### Text under study
Yet in his deposition, the one story that Gallagher did obstinately stick to was his wild drama of being raped by two priests and a schoolteacher.

Oh, and Gallagher did admit to being a drug dealer and being arrested a half dozen times for drugs and retail theft. [Check out a court summary of Gallagher's extensive arrest record.]

And as far as the oft-heard claim from victim advocates and Church-suing lawyers that "memory lapses" from Gallagher stem from the trauma of his sexual abuse, Cipriano quotes Dr. James I. Hudson, a professor of psychiatry at Harvard Medical School and the director of the biological psychiatry laboratory at McLean Hospital in Belmont, Massachusetts, who declares:

"There is no legitimate scientific evidence that psychological trauma can cause the massive amount of inconsistencies and contradictions that is exhibited by Mr. Gallagher's reports of the allegations of sexual abuse."

Q.E.D.

And the Philly Inky remains silent

After Cipriano's second article about the case appeared last week in Newsweek – his first article was in January – TheMediaReport.com wrote to Philadelphia Inquirer Editor-in-chief Bill Marimow and other editors at the Inky to ask if there were any plans to finally expose this fraud to its readers in Philadelphia.

It would seem to be the least they could do after running scores and scores of front-page articles promoting Gallagher's dubious claims and giving free publicity to publicity-hound D.A. Seth Williams, who organized the witch hunt against the three priests and Catholic school teacher.

Not surprisingly, we have received no response.

Comments

  1. Publion says:

    On, then, to JR’s of the 14th at 1118AM, referring to my comment of the 13th at 251PM.

    Let’s see.

    The first thing to note is that he no longer deploys his ‘child rape’ description. Instead we get “attacked sexually” – which reflects recent discoveries here, but still leaves us with the credibility of JR as an allegant for the ‘sexual attack’.

    And then he tries to steer for the ever-congenial high-ground of victimization: when he claimed that he was “raped”, then is he – poor little he? – to be held responsible for using that term and thus consequently now suffering the implication that he was “lying”?

    Well – not to put too fine a point on it – Yes. The term ‘rape’, especially used in a legal context but also in a moral context, has a very very definite denotation. And that term – as was established here on a recent thread – is not in any way applicable to the case (no sexual penetration, over the age of 16 at the time) here.

  2. Publion says:

    Continuing with my comment on JR’s of the 14th at 1118AM:

    Had he said that he ‘preferred’ to think he was child-raped, then it might have been a more justifiable deployment of the term. But then, you don’t build a Stampede on careful distinctions.

    Having thus made his stab at the victim-y high-ground, JR will then immediately doff the Wig of Outraged Innocence and settle down for something in the distracting-epithet line, ever more congenial to him: I am “the defender of rapists”, of course, and – with a repellent slyness – I only ‘think’ that I’ve “made a major point” about the non-veracity of his claim.

    He was not raped nor quite possibly a child. That does quite a bit to a claim of ‘child rape’.

  3. Publion says:

    Continuing with my comment on JR’s of the 14th at 1118AM:

    And he then deploys another repellently sly bit: he creates something I never said in order to justify putting his Wig of Victimization back on: “If I wasn’t penetrated I wasn’t harmed”. I never said that (but accuracy that doesn’t serve his purposes doesn’t seem to appeal to JR).

    To recap my basic position: first, we have to establish that a certain act X happened; then we have to establish that the harms claimed (or derangements presently exhibited) by the allegant were a direct and specific result of the claimed act X (and not, say, characteristics that had been there before the alleged act X was committed). And we have to consider if it is considered actually possible by relevant science that such characteristics or harms could be caused by the alleged act X.

    But, with the Wig back on, he still can’t avoid stepping out of character (or, rather, into his basic one) to deliver his concluding epithet.

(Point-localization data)
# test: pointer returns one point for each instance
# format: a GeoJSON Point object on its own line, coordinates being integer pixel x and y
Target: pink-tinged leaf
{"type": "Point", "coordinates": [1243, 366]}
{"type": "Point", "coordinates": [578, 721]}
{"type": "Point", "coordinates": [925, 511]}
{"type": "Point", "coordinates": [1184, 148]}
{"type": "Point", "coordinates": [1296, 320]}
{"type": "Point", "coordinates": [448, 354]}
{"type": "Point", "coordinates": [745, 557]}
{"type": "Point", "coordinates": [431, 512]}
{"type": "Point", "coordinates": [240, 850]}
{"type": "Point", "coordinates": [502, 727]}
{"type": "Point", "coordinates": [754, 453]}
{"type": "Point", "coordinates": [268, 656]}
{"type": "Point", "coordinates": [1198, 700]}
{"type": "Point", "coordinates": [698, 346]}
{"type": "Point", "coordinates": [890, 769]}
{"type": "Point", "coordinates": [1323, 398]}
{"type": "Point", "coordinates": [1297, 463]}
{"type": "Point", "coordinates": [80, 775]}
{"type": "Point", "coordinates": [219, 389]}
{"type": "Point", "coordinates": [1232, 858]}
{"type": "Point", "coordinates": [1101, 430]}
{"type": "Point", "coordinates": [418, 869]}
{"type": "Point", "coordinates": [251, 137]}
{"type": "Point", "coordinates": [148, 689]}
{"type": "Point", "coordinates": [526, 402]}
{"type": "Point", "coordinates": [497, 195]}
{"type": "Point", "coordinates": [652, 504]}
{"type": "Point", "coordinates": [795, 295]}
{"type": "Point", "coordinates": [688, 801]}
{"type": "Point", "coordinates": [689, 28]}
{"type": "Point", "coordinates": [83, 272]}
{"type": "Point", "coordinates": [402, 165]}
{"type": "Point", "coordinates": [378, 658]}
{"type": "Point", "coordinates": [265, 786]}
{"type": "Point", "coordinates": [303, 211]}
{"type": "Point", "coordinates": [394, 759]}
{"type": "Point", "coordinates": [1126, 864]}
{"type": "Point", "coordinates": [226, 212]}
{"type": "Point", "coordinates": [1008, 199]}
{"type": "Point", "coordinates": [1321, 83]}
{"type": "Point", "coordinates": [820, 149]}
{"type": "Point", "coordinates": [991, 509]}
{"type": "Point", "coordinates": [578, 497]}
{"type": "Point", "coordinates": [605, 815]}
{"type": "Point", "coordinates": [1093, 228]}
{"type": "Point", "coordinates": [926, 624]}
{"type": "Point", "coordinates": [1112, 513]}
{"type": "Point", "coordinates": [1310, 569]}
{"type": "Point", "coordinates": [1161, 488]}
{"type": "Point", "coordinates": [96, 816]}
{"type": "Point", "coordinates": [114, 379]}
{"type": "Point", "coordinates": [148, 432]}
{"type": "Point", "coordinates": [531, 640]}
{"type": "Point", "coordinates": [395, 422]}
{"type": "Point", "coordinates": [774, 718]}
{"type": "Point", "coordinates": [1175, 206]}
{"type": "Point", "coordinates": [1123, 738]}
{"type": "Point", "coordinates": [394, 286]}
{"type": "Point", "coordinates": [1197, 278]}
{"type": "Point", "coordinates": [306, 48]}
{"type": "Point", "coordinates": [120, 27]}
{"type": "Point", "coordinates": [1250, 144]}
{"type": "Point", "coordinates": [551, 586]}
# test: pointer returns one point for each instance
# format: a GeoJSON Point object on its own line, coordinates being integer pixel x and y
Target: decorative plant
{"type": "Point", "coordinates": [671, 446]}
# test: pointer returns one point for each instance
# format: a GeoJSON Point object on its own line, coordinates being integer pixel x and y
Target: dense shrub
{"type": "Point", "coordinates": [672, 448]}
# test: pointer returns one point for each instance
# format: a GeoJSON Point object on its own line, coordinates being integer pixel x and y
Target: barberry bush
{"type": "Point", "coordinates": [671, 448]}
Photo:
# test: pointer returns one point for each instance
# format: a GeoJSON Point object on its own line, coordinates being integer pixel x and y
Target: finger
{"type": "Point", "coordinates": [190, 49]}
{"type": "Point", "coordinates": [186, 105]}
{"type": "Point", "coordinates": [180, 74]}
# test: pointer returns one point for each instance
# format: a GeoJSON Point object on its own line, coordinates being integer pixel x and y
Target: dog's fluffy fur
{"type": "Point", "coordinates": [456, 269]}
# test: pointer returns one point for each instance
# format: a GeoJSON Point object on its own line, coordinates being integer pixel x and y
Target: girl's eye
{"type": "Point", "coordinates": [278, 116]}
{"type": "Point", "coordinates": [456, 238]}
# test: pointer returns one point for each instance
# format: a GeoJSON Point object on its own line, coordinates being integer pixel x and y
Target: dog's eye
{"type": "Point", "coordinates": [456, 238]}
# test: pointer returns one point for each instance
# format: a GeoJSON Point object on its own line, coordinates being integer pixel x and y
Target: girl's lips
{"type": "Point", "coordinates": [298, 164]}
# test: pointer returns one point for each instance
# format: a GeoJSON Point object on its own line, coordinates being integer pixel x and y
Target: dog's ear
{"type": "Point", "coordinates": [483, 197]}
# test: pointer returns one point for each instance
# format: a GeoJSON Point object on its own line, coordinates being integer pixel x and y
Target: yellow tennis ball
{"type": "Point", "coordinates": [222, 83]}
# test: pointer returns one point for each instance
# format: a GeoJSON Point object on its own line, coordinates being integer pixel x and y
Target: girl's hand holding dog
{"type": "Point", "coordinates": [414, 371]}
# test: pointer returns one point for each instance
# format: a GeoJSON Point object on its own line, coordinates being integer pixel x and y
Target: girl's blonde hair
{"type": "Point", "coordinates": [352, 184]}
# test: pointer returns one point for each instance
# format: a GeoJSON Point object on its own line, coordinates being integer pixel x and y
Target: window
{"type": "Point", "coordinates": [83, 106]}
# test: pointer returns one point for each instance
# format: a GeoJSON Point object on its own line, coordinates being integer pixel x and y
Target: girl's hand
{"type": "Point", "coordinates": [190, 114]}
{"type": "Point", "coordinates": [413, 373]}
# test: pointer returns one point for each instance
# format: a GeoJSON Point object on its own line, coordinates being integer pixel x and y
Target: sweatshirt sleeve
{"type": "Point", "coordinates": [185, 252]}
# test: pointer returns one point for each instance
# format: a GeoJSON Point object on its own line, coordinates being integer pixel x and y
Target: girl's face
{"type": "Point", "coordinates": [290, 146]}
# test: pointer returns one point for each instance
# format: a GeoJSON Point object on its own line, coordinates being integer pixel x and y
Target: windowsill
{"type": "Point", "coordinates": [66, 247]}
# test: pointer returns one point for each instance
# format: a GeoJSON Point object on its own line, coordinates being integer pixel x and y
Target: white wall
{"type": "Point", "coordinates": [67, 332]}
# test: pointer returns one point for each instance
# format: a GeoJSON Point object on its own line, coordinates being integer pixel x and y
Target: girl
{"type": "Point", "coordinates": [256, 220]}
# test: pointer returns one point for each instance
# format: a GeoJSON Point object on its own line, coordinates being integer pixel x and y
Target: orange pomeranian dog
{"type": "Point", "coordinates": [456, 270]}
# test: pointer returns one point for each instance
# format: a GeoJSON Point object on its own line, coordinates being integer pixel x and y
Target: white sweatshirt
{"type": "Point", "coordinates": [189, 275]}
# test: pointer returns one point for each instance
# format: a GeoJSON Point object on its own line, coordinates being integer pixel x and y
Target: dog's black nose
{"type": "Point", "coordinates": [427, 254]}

### About this exercise
Duplicate the part of the article on the Gallagher case that lies between "On, then, to" and "the ‘sexual attack’.", inclusive.

### Your response
On, then, to JR’s of the 14th at 1118AM, referring to my comment of the 13th at 251PM.

    Let’s see.

    The first thing to note is that he no longer deploys his ‘child rape’ description. Instead we get “attacked sexually” – which reflects recent discoveries here, but still leaves us with the credibility of JR as an allegant for the ‘sexual attack’.